[Entries for bounding box labeling]
───

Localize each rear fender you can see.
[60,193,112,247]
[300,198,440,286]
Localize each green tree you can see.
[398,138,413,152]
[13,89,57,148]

───

WHAT THIS TASK INVOLVES >> Render the material above as a numbered list, omitting any blank lines.

SOLUTION TO THE PROBLEM >>
1. Localize each rear fender you can see.
2. [60,193,112,247]
3. [300,198,440,286]
4. Localize each green tree you can see.
5. [398,138,413,152]
6. [13,89,57,148]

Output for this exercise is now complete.